La sostenibilità sociale del processo di sviluppo è oggi seriamente minacciata, anche nel nostro paese, dall'intensificarsi di tre "paradossi sociali della crescita" :

l'aumento delle diseguaglianze, a livello territoriale ed a livello personale con l'aumento contemporaneo della ricchezza e del reddito medio; la crescita senza occupazione; la difficoltà di praticare il principio liberale della sovranità del consumatore.

"Cinquant'anni fa J.M.Keynes giudicava la disoccupazione di massa in una società ricca una vergognosa assurdità.

Oggi, le nostre economie sono tre volte più ricche rispetto ai tempi di Keynes. Egli avrebbe ragione di considerare la disoccupazione attuale tre volte più assurda e pericolosa, perché in una società tre volte più ricca, l'ineguaglianza e l'esclusione che essa provoca è almeno tre volte più disgregante." [2]

Oggi il modello di Welfare State, in tutti i paesi industrializzati, è superato perché tende a trattare tutti in modo indistinto, dimenticando la specificità delle persone.

Poiché le nuove tecnologie aumentano la produttività media del sistema, se una società vuole mantenere il suo livello di occupazione deve aumentare la propria domanda effettiva di consumi e di investimenti, alla stessa velocità con cui aumenta la produttività del lavoro. Ma, poiché l'aumento degli investimenti è strettamente connesso con l'aumento dei consumi, è su di esso che si concentra il peso.

Ma il consumo dei beni e dei servizi richiede tempo: la proposta di Zamagni[3] è quindi quella di intervenire sulle regole di organizzazione dei tempi e sull'aumento della produttività del lavoro non salariato. Quest'ultimo consentirebbe di sbloccare una domanda di servizi potenziale e di rendere praticabile la flessibilità intertemporale della risorsa lavoro.
--- --- ---
• [Richiesta scritta] Riprendi il testo sulla sostenibilità sociale della crescita e prosegui dopo la sua ultima frase.
--- --- ---
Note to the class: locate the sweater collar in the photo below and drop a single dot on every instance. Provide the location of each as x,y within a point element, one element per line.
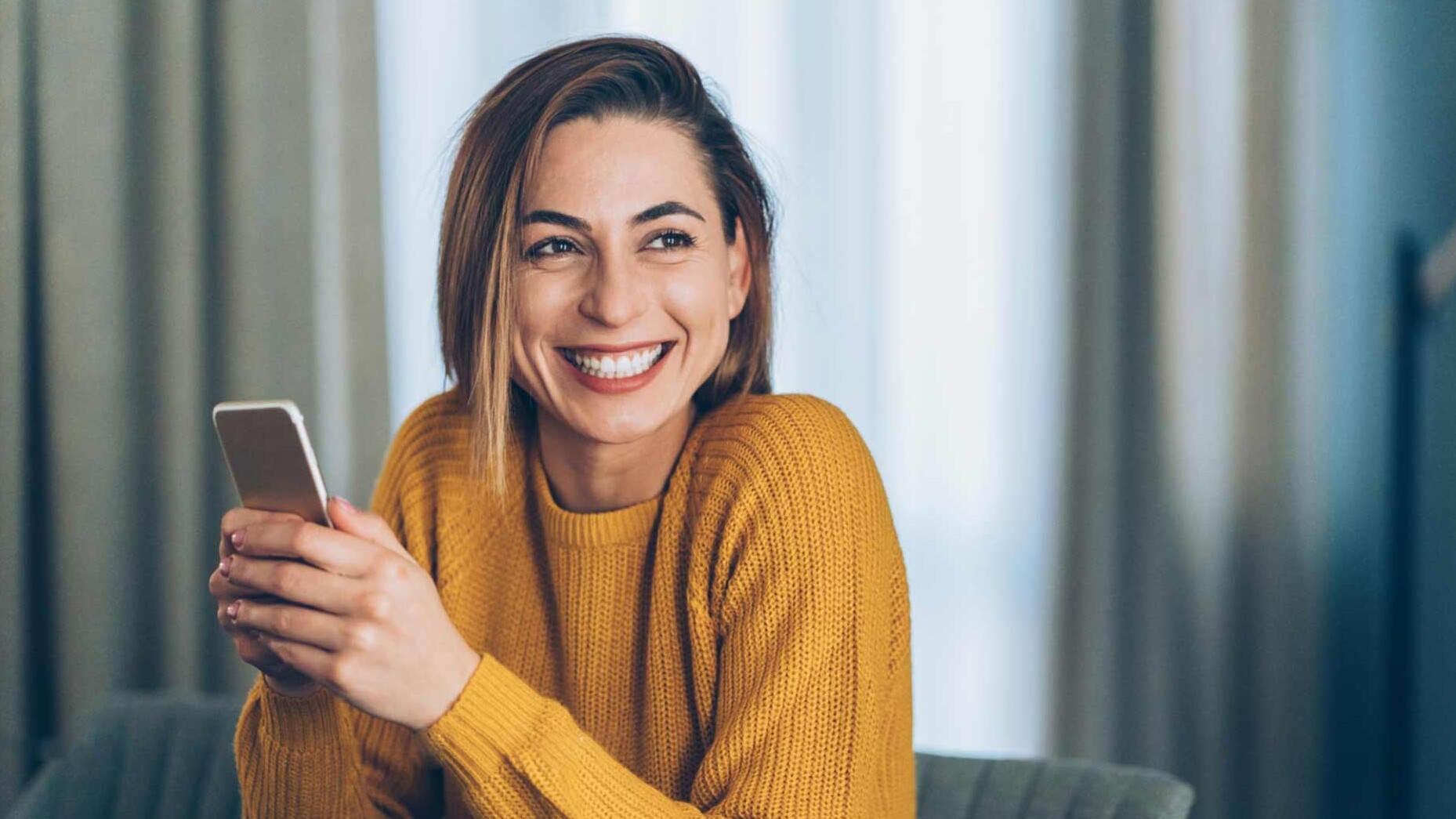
<point>631,525</point>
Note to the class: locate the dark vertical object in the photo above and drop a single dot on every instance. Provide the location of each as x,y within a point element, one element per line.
<point>40,672</point>
<point>213,312</point>
<point>1404,420</point>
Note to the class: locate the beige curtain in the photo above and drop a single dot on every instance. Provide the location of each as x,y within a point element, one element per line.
<point>1190,610</point>
<point>188,213</point>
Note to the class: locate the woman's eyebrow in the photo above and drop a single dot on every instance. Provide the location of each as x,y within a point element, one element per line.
<point>560,219</point>
<point>666,208</point>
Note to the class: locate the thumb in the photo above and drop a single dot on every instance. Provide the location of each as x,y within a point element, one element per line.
<point>361,524</point>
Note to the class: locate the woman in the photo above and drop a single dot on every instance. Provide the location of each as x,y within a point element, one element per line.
<point>607,574</point>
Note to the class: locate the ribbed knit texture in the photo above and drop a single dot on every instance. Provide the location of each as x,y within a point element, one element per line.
<point>738,646</point>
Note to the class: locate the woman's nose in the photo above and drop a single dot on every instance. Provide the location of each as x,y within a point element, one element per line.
<point>618,295</point>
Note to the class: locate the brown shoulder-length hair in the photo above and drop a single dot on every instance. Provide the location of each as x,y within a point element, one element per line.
<point>480,234</point>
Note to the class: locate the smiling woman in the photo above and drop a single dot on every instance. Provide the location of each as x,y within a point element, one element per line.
<point>609,573</point>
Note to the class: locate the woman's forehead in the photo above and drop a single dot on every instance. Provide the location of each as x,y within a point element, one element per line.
<point>609,169</point>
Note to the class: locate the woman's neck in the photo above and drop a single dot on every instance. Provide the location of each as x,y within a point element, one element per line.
<point>589,476</point>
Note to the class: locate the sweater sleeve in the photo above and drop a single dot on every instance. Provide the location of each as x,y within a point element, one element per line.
<point>317,756</point>
<point>813,710</point>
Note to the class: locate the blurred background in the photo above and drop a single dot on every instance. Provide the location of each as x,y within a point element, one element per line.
<point>1126,298</point>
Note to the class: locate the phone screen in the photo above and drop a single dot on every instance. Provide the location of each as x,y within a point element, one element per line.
<point>271,459</point>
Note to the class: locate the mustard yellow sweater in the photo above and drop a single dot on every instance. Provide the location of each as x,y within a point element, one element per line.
<point>738,646</point>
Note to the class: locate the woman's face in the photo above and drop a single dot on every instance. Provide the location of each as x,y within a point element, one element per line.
<point>625,283</point>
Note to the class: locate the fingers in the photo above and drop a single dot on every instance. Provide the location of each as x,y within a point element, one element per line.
<point>299,624</point>
<point>226,590</point>
<point>239,516</point>
<point>363,524</point>
<point>307,659</point>
<point>295,582</point>
<point>319,545</point>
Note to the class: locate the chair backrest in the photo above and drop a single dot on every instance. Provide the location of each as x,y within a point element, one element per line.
<point>953,788</point>
<point>162,756</point>
<point>169,756</point>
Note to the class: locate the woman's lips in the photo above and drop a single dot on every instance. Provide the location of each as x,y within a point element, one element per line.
<point>599,368</point>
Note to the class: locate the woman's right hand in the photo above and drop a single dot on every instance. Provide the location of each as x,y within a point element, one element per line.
<point>280,675</point>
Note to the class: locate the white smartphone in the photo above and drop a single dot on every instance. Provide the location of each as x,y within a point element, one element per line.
<point>271,459</point>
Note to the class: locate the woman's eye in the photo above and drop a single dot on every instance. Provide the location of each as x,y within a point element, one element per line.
<point>552,247</point>
<point>670,241</point>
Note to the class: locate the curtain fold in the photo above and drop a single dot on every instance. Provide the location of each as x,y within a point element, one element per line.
<point>1189,634</point>
<point>188,213</point>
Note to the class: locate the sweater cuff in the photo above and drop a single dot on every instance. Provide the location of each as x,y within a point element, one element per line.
<point>297,723</point>
<point>494,717</point>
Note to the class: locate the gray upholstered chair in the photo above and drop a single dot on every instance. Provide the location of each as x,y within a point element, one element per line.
<point>171,756</point>
<point>951,788</point>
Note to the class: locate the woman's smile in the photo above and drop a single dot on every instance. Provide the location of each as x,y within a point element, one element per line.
<point>616,369</point>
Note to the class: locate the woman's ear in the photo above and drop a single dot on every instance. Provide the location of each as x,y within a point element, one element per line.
<point>740,271</point>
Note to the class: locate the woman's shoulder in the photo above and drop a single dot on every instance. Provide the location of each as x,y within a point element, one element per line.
<point>781,436</point>
<point>434,436</point>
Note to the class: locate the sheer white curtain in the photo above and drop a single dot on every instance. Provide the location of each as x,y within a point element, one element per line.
<point>918,150</point>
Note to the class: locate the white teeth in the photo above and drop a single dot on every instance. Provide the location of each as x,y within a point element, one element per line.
<point>618,366</point>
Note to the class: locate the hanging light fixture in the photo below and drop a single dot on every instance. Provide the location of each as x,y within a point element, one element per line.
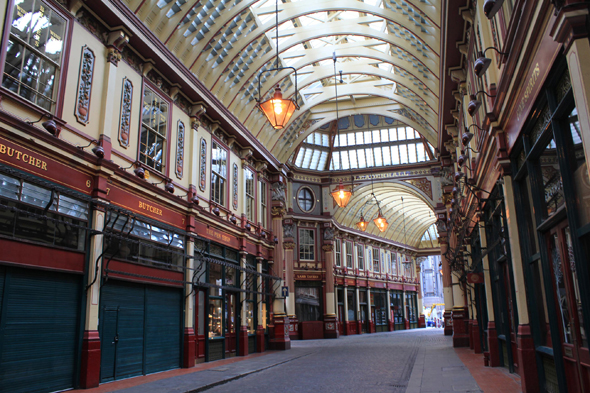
<point>340,194</point>
<point>362,224</point>
<point>407,262</point>
<point>278,110</point>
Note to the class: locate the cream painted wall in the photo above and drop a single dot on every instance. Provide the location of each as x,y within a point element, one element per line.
<point>80,38</point>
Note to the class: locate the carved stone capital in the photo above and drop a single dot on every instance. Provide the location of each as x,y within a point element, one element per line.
<point>289,245</point>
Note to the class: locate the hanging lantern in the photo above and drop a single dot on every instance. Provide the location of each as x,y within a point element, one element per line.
<point>278,110</point>
<point>362,224</point>
<point>381,222</point>
<point>341,195</point>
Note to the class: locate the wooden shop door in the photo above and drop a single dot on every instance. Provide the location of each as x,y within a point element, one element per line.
<point>231,322</point>
<point>576,358</point>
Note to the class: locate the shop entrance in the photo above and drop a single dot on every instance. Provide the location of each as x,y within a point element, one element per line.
<point>576,358</point>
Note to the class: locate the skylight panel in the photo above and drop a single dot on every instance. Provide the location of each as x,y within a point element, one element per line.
<point>376,136</point>
<point>299,158</point>
<point>350,138</point>
<point>361,157</point>
<point>344,160</point>
<point>359,138</point>
<point>353,161</point>
<point>421,152</point>
<point>393,134</point>
<point>342,138</point>
<point>394,155</point>
<point>378,156</point>
<point>412,152</point>
<point>386,155</point>
<point>322,161</point>
<point>403,154</point>
<point>370,160</point>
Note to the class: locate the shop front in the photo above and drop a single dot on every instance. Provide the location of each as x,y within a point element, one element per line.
<point>396,298</point>
<point>379,310</point>
<point>552,185</point>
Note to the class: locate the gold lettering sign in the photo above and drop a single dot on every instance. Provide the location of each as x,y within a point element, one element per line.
<point>529,89</point>
<point>20,156</point>
<point>150,208</point>
<point>219,236</point>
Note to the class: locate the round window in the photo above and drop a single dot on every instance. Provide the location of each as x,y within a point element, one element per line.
<point>305,199</point>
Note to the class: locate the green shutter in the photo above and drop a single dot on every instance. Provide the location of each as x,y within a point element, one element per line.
<point>147,320</point>
<point>127,359</point>
<point>39,330</point>
<point>163,328</point>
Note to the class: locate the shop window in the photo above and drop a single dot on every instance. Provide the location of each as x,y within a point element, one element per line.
<point>360,257</point>
<point>305,199</point>
<point>154,129</point>
<point>218,173</point>
<point>394,263</point>
<point>351,300</point>
<point>34,53</point>
<point>263,204</point>
<point>349,262</point>
<point>308,303</point>
<point>41,215</point>
<point>306,245</point>
<point>376,267</point>
<point>133,240</point>
<point>250,195</point>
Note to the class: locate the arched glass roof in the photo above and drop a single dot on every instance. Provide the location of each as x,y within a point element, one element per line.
<point>387,50</point>
<point>359,145</point>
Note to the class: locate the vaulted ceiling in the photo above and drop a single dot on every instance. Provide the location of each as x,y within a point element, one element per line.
<point>387,50</point>
<point>389,55</point>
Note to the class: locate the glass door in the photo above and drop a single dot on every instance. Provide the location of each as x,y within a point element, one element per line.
<point>569,308</point>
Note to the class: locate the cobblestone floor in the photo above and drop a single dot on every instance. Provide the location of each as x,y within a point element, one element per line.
<point>421,360</point>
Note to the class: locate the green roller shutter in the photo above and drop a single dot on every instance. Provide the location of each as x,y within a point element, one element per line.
<point>163,328</point>
<point>38,330</point>
<point>141,329</point>
<point>122,308</point>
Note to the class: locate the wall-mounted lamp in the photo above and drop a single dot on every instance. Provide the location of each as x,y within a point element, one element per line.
<point>278,110</point>
<point>169,186</point>
<point>491,7</point>
<point>97,150</point>
<point>51,127</point>
<point>482,63</point>
<point>474,103</point>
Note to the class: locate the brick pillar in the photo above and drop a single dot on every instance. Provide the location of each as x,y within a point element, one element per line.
<point>330,318</point>
<point>188,359</point>
<point>280,321</point>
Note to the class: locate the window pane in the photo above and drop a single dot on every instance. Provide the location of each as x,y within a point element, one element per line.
<point>9,187</point>
<point>403,152</point>
<point>394,155</point>
<point>412,152</point>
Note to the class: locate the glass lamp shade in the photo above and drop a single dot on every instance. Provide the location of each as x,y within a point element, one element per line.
<point>341,195</point>
<point>381,222</point>
<point>362,224</point>
<point>278,110</point>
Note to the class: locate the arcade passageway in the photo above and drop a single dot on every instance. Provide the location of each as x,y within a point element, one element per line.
<point>413,361</point>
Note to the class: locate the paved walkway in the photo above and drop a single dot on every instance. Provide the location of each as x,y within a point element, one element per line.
<point>406,361</point>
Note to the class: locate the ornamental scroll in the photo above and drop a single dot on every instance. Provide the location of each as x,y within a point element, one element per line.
<point>235,188</point>
<point>125,119</point>
<point>180,150</point>
<point>203,165</point>
<point>82,111</point>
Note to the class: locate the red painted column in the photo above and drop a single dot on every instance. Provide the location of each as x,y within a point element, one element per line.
<point>526,359</point>
<point>493,355</point>
<point>90,362</point>
<point>188,358</point>
<point>476,337</point>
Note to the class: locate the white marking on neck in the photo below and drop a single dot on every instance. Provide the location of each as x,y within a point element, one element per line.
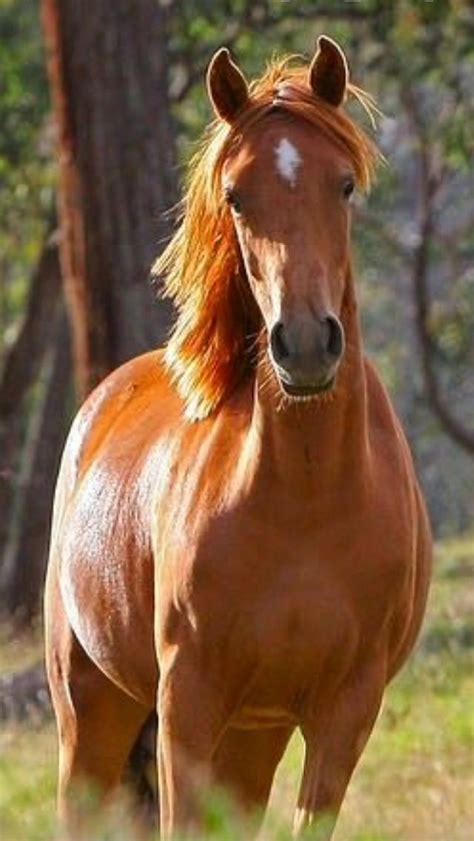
<point>288,160</point>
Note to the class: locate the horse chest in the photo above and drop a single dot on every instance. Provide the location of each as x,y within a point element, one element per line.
<point>279,619</point>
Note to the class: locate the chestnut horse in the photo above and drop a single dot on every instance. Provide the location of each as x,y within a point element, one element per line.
<point>239,540</point>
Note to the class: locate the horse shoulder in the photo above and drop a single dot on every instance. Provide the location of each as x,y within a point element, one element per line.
<point>101,544</point>
<point>403,505</point>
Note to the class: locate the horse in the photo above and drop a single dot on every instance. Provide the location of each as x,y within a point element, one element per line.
<point>239,540</point>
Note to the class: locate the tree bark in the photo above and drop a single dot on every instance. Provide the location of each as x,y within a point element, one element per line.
<point>108,71</point>
<point>20,370</point>
<point>22,575</point>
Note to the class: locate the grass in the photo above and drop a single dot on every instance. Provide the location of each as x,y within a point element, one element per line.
<point>414,783</point>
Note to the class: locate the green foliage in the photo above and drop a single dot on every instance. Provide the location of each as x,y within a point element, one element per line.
<point>26,163</point>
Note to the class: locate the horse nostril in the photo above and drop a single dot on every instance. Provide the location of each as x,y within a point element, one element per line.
<point>335,336</point>
<point>277,343</point>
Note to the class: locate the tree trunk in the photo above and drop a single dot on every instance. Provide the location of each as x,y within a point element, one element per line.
<point>23,572</point>
<point>21,368</point>
<point>108,72</point>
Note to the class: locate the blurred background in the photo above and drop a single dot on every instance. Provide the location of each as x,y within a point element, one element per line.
<point>100,107</point>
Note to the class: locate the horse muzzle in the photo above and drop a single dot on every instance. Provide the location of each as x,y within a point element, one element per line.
<point>306,354</point>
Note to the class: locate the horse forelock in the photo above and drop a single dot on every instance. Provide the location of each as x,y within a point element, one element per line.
<point>210,349</point>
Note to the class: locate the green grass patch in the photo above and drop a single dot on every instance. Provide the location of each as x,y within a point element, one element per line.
<point>415,781</point>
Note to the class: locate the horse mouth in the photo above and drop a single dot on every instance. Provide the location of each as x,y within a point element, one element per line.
<point>302,392</point>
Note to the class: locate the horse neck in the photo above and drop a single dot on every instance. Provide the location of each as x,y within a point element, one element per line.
<point>299,441</point>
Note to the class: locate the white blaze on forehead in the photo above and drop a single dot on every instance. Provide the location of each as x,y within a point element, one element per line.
<point>288,160</point>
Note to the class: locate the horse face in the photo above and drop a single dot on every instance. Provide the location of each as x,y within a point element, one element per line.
<point>289,191</point>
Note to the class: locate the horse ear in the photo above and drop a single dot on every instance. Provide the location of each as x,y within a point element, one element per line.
<point>226,86</point>
<point>328,72</point>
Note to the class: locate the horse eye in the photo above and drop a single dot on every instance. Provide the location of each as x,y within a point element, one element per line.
<point>348,188</point>
<point>233,201</point>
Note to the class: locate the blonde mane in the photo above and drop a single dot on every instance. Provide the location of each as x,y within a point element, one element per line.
<point>209,352</point>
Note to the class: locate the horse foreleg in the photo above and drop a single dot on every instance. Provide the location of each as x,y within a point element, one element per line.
<point>333,748</point>
<point>189,727</point>
<point>97,725</point>
<point>245,763</point>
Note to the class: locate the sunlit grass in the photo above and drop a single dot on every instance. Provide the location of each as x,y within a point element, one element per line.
<point>414,783</point>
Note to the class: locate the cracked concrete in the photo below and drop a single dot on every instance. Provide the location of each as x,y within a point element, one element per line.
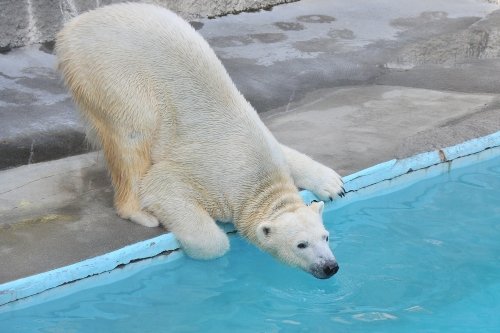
<point>351,83</point>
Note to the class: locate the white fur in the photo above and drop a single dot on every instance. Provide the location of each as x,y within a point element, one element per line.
<point>143,77</point>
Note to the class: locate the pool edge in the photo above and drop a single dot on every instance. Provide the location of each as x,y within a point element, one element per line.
<point>370,177</point>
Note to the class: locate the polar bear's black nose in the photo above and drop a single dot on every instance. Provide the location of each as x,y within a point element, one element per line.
<point>330,269</point>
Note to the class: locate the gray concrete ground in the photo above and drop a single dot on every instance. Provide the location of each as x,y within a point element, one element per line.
<point>352,83</point>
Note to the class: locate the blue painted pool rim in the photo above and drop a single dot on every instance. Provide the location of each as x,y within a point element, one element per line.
<point>384,177</point>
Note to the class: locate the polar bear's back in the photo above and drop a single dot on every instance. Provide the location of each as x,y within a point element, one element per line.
<point>145,52</point>
<point>147,72</point>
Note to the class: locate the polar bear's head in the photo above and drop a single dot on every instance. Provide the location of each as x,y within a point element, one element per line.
<point>300,239</point>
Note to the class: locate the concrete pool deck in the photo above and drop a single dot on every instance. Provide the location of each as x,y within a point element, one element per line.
<point>349,83</point>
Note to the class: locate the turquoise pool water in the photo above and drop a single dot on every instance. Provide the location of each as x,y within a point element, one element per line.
<point>422,259</point>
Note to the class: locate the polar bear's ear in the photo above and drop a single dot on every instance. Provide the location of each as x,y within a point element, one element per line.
<point>318,206</point>
<point>264,232</point>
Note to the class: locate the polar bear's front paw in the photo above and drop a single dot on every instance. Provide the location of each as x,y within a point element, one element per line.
<point>205,246</point>
<point>326,184</point>
<point>144,219</point>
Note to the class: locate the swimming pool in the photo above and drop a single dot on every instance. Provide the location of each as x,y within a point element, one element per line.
<point>425,258</point>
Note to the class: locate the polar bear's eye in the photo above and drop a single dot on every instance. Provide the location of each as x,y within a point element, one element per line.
<point>302,245</point>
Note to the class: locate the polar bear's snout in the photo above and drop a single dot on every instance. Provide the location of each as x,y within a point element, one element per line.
<point>325,270</point>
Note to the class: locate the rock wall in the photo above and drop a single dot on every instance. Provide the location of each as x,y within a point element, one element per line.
<point>24,22</point>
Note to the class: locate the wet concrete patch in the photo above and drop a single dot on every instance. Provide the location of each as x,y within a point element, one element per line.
<point>341,33</point>
<point>289,26</point>
<point>269,38</point>
<point>41,147</point>
<point>315,18</point>
<point>197,25</point>
<point>230,41</point>
<point>241,40</point>
<point>318,45</point>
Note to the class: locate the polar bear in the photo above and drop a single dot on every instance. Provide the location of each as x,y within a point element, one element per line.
<point>183,146</point>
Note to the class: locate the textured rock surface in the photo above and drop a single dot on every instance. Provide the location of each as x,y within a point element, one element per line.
<point>24,22</point>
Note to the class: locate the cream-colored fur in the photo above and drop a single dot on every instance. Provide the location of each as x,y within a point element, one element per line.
<point>182,145</point>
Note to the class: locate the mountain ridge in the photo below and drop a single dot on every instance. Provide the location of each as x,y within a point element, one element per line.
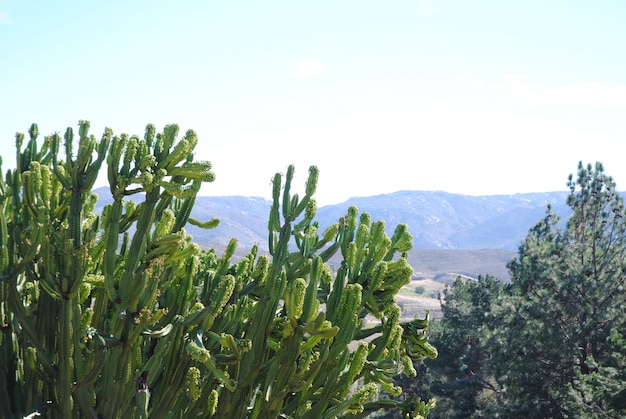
<point>452,233</point>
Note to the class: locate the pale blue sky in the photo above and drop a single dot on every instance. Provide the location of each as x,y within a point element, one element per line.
<point>475,97</point>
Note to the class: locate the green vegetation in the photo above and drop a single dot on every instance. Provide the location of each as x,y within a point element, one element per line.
<point>120,314</point>
<point>551,343</point>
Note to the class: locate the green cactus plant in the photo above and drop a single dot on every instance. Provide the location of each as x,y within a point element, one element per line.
<point>120,314</point>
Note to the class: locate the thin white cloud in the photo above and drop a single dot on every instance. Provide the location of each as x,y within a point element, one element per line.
<point>592,93</point>
<point>426,7</point>
<point>305,69</point>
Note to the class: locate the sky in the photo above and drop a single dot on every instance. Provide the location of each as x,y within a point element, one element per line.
<point>474,97</point>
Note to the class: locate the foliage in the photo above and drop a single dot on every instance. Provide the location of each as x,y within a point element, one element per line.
<point>550,344</point>
<point>460,378</point>
<point>121,315</point>
<point>568,296</point>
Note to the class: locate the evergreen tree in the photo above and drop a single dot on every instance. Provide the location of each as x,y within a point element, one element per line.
<point>567,297</point>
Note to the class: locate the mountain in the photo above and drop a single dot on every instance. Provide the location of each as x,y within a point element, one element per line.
<point>453,233</point>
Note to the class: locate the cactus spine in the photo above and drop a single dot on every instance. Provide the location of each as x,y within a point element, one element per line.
<point>119,314</point>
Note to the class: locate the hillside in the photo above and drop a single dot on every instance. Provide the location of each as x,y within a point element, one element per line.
<point>453,233</point>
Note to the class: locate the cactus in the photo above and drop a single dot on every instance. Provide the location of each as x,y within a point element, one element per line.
<point>120,314</point>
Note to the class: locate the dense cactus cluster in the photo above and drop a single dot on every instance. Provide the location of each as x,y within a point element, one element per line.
<point>120,314</point>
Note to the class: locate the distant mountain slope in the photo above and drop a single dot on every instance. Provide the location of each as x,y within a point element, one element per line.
<point>437,220</point>
<point>453,234</point>
<point>441,220</point>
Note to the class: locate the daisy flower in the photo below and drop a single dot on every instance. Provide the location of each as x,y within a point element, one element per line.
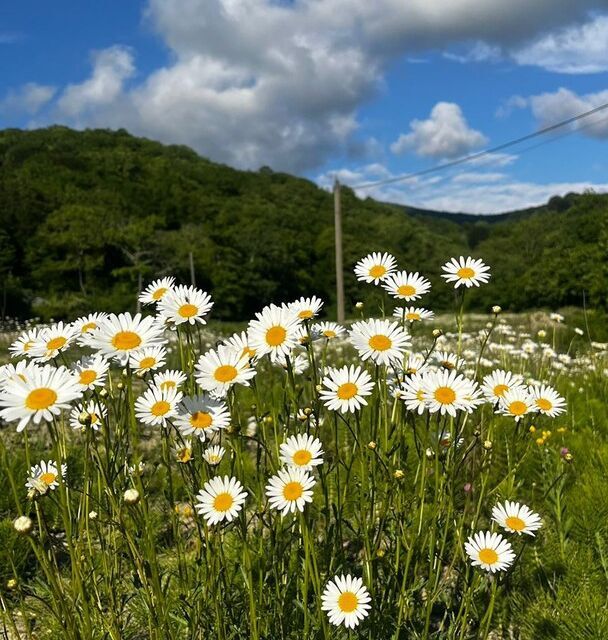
--- --- ---
• [Problema risolto]
In questo senso le organizzazioni non profit come erogatrici di servizi e utilizzatrici di lavoro volontario realizzano perfettamente la proposta del prof.Zamagni.

E' a questo punto che si inserisce l'economia civile.

Il professore Zamagni, figura tra le più rappresentative e punto di riferimento per il dibattito sviluppatosi intorno alla affermazione e al riconoscimento normativo ed economico del non-profit, dissente dalla definizione di Terzo Settore per indicare la complessa realtà delle organizzazioni non profit.

"Terzo settore è espressione teoricamente errata e culturalmente equivoca, perché accredita l'idea di residualità e di supplenza." Come a dire che il non-profit è la risposta alle deficienze ora del mercato, ora dello Stato. [4]

Piuttosto, secondo Zamagni, si dovrebbe pensare al non-profit come economia civile che si colloca all'interno del mercato e diviene spazio per offrire i propri beni e servizi in modo competitivo; allo Stato, alle Istituzioni spetta il compito di creare le condizioni e le garanzie perché il mercato possa conciliare equità ed efficienza.

Egli stesso precisa intorno al significato di società civile: "Si tratta dell'approccio di teoria economica alla società civile. Le discipline economiche continuano ad essere percepite, dal più vasto pubblico, come non competenti a pronunciarsi sulla società civile, sui suoi principi costitutivi, sui valori che le fanno da sfondo.

"Nel mondo contemporaneo, la società civile non può essere riduttivamente identificata con l'esistenza di una pluralità di istituzioni capaci di controbilanciare la forza dello stato. Nelle nostre realtà odierne, la società civile o trova il modo di esprimersi a livello della sfera delle relazioni economiche, proponendosi come forza autonoma e indipendente, oppure rischia di diventare poco più di una espressione letteraria. La società civile non può essere solamente un presupposto per il corretto funzionamento dello stato e del mercato, intesi quali unici centri regolatori dell'ordine sociale Ecco perché la 'nuova ' società civile di cui l'Italia ha urgente bisogno per raccogliere la sfida della post-modernità non può non includere una vitale Economia Civile. "[5]

La tesi fondamentale che riassume il pensiero di Zamagni parte dalla considerazione del concetto di lavoro come "insieme delle attività necessarie alla crescita umana, ma dell'uomo inteso nella globalità delle sue dimensioni: del fare, dell'avere..

dell'essere-con." [6]

Bisogna superare la dualità Stato-mercato privato, per individuare una soluzione ai problemi economici della società, una soluzione che promuova una interazione competitiva tra la sfera di economia privata e la sfera di economia civile.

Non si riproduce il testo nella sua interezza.